The request:
Please gather every line in the records below that contains the string "Task", copying each such line in full. Case counts.

Exercise input:
______

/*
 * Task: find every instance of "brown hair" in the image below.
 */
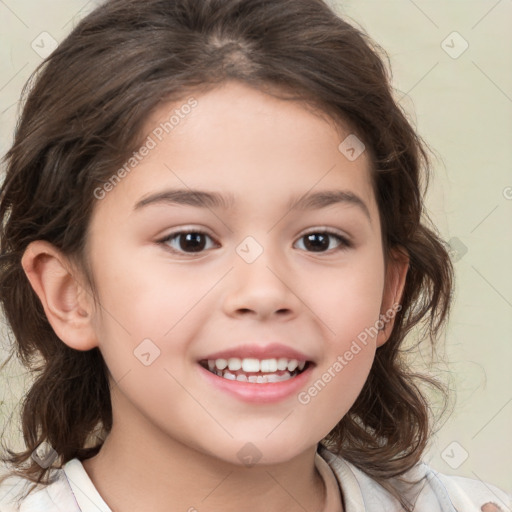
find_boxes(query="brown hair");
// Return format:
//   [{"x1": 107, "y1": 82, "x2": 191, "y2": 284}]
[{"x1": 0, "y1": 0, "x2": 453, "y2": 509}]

______

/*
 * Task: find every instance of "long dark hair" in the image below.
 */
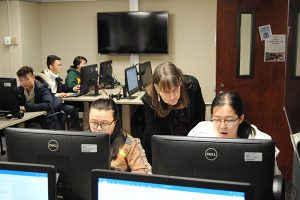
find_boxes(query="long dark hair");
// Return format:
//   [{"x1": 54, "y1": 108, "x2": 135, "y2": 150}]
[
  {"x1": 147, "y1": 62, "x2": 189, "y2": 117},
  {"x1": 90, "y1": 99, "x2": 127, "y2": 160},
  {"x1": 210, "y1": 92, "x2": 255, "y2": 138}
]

______

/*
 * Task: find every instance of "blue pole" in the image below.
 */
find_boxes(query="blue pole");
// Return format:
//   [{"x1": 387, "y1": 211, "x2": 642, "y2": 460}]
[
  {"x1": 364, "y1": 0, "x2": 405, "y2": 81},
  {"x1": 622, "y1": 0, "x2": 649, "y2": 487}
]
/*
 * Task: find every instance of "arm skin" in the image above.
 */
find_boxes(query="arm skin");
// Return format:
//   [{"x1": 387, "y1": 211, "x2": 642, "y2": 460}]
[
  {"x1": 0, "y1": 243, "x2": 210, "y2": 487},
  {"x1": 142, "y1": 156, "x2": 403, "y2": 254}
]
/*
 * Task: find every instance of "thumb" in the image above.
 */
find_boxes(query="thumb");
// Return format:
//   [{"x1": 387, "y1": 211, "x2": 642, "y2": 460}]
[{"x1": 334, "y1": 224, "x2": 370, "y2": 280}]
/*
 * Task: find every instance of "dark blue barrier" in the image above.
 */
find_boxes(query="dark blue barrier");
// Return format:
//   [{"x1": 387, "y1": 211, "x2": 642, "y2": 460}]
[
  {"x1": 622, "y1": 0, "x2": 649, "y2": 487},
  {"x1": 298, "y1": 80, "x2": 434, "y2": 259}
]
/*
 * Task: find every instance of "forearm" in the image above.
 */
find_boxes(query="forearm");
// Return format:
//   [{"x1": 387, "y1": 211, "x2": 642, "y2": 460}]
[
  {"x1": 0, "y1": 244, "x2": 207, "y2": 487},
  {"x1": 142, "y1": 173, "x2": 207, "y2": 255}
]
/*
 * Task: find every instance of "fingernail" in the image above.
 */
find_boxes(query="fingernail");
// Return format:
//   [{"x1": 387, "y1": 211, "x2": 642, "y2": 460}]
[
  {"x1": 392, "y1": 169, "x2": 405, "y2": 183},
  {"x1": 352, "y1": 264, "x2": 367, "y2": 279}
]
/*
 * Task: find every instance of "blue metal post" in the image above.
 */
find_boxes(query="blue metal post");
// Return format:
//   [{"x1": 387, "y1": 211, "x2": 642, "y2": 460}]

______

Full answer:
 * Task: find every instance of "brown hair" in the image below.
 * Task: find every instance of "long dark hair" in the image below.
 * Task: find every instance of "blue pole" in the image below.
 * Task: find every instance of "arm skin" in the image above.
 * Task: find every instance of "thumb" in the image above.
 * Task: find every instance of "dark blue barrier" in the image above.
 * Task: find every instance of "forearm" in the image above.
 * Task: find every instance of "fingernail" in the image above.
 * Task: find every instance of "blue metal post" in the image above.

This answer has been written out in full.